> [What you are asked to do]
Count how many lines in the rows below contain the string "building". Reply with the number alone.

-------

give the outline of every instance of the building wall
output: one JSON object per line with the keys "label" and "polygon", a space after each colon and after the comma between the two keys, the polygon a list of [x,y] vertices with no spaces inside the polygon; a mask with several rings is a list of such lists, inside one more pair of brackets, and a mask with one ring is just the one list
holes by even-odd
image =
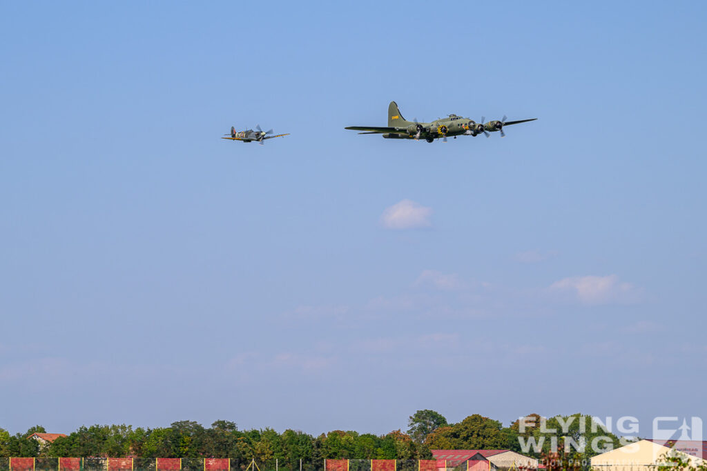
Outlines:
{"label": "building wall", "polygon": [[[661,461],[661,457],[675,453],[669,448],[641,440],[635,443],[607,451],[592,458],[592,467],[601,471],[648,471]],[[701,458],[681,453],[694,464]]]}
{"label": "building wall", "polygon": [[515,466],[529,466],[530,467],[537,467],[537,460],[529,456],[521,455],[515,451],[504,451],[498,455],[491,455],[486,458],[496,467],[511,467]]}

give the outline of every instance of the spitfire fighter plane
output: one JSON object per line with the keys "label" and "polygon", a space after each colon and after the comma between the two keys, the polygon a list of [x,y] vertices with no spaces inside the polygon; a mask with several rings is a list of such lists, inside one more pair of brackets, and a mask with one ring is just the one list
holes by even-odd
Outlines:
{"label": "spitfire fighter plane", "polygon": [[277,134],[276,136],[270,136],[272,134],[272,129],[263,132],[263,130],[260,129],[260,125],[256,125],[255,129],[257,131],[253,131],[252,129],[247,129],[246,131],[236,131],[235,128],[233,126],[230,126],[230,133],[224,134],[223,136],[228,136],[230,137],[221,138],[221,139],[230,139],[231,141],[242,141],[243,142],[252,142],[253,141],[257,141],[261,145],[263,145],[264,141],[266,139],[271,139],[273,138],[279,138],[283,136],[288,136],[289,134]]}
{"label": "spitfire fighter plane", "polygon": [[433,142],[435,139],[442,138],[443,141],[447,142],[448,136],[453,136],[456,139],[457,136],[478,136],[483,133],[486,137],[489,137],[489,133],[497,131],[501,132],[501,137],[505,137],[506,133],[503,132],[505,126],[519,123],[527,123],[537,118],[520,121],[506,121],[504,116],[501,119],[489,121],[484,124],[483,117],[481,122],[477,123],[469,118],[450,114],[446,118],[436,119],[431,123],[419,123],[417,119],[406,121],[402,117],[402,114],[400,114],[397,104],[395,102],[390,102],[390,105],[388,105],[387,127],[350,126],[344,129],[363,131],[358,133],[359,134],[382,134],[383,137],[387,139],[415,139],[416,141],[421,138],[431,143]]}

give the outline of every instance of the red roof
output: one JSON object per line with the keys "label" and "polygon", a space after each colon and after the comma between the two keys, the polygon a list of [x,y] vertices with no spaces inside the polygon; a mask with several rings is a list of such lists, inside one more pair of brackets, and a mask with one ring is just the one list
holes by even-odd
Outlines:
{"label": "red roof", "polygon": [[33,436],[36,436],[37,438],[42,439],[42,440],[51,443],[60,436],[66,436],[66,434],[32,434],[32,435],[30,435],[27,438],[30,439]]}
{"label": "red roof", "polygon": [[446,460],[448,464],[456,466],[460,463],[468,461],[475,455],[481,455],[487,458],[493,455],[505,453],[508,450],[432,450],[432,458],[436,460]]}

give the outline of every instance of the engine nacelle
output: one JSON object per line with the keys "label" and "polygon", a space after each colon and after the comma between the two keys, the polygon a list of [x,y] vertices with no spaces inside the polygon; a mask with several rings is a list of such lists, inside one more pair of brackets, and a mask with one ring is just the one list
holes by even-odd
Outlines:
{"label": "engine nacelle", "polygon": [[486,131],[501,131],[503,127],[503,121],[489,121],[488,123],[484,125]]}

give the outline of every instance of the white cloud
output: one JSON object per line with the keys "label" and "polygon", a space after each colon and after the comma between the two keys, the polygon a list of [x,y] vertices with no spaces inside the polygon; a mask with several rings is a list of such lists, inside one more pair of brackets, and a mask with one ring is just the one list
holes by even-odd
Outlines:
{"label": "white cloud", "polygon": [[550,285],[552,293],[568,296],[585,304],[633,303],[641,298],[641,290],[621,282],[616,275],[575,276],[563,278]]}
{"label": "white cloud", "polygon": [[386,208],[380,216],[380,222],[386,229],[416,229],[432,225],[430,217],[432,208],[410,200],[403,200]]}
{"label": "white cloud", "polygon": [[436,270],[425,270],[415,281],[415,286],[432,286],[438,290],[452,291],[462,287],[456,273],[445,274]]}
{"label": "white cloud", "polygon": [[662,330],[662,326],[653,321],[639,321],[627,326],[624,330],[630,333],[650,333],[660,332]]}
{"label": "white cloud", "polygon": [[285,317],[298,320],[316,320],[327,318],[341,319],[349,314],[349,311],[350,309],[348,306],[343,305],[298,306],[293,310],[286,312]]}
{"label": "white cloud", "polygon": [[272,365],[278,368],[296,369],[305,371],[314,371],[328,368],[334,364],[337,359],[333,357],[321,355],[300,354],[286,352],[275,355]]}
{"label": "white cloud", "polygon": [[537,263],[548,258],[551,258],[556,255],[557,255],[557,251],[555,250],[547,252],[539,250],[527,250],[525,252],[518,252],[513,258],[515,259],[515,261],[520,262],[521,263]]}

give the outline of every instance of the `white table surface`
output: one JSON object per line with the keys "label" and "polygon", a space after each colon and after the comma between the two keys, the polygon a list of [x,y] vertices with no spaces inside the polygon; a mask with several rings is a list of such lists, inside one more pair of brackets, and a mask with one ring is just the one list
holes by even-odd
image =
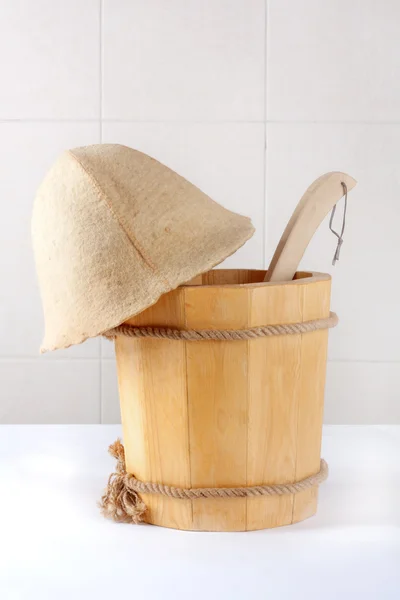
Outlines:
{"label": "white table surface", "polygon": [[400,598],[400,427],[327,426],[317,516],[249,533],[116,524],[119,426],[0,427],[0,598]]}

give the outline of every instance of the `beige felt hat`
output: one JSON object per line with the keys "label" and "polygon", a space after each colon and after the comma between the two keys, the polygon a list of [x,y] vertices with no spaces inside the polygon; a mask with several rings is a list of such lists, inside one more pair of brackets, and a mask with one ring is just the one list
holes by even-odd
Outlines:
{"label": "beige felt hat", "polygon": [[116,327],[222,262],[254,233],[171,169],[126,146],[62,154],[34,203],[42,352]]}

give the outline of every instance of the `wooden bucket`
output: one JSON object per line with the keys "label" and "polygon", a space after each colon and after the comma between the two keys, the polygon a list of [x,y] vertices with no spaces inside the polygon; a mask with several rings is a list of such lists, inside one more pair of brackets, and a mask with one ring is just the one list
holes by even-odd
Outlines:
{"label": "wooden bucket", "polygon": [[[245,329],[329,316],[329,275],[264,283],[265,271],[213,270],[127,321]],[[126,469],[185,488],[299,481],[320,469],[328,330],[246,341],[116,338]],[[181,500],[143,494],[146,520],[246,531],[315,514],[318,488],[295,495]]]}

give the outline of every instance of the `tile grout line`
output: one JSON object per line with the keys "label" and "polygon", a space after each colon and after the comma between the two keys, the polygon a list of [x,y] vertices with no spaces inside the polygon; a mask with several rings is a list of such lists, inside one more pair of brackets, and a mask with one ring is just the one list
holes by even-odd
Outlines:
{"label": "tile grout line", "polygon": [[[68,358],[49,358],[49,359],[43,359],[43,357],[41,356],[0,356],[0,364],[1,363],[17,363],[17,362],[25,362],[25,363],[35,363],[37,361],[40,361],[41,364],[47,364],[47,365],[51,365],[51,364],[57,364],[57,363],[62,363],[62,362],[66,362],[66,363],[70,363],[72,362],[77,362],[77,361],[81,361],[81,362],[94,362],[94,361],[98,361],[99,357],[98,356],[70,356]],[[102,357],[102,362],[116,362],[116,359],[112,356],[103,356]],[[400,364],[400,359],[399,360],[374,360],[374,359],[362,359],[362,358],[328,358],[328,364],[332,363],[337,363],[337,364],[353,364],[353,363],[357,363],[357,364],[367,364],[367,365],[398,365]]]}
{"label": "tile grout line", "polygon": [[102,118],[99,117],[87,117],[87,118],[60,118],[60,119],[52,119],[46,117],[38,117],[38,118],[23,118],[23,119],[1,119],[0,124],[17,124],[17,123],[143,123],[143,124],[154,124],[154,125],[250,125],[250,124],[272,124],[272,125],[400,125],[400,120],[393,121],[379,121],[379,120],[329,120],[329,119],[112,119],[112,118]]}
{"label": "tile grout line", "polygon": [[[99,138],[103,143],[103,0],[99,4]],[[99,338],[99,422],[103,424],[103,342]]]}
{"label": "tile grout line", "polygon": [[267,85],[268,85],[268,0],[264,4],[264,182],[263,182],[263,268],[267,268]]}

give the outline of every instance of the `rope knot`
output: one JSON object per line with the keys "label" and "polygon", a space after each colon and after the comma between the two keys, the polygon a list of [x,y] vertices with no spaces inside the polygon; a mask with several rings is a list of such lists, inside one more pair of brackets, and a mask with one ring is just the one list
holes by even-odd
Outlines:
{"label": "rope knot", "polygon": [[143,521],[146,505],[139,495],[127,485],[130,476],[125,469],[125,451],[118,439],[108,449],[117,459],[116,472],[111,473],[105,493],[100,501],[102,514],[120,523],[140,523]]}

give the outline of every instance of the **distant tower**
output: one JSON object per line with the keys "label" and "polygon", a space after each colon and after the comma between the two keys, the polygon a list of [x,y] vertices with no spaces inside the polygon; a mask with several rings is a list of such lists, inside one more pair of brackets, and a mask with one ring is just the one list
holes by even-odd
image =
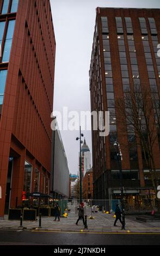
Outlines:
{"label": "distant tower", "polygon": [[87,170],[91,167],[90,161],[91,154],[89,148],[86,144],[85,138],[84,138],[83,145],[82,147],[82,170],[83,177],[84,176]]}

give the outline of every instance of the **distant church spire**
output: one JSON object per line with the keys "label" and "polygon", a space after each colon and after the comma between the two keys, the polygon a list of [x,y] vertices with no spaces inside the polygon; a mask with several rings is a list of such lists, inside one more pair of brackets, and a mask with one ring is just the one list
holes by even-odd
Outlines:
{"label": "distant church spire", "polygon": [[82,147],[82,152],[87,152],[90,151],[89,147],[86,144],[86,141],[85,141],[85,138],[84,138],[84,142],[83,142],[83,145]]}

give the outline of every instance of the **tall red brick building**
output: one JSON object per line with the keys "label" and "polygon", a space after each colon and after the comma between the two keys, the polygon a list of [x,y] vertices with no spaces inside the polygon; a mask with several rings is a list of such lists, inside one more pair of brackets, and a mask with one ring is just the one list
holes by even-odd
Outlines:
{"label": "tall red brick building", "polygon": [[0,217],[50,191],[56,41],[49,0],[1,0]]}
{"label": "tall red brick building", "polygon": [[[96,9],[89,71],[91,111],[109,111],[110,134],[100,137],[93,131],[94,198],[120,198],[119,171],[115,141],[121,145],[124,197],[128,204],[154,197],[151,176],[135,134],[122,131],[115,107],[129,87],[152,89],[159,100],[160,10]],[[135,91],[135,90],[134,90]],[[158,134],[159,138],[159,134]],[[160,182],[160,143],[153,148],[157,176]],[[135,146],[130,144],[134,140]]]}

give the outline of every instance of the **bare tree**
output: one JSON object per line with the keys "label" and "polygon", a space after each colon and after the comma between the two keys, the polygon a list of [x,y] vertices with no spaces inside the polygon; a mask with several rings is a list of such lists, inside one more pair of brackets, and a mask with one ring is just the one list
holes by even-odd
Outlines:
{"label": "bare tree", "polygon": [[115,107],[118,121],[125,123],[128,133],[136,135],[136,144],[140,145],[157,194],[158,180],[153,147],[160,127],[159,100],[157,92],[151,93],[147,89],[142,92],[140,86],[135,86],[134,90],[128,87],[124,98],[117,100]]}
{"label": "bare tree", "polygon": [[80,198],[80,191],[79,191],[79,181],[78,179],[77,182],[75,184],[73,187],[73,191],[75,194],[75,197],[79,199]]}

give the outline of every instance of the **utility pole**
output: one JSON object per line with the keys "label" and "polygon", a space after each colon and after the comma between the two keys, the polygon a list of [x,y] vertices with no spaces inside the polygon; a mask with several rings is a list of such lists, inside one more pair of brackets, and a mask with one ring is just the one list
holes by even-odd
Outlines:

-------

> [The response]
6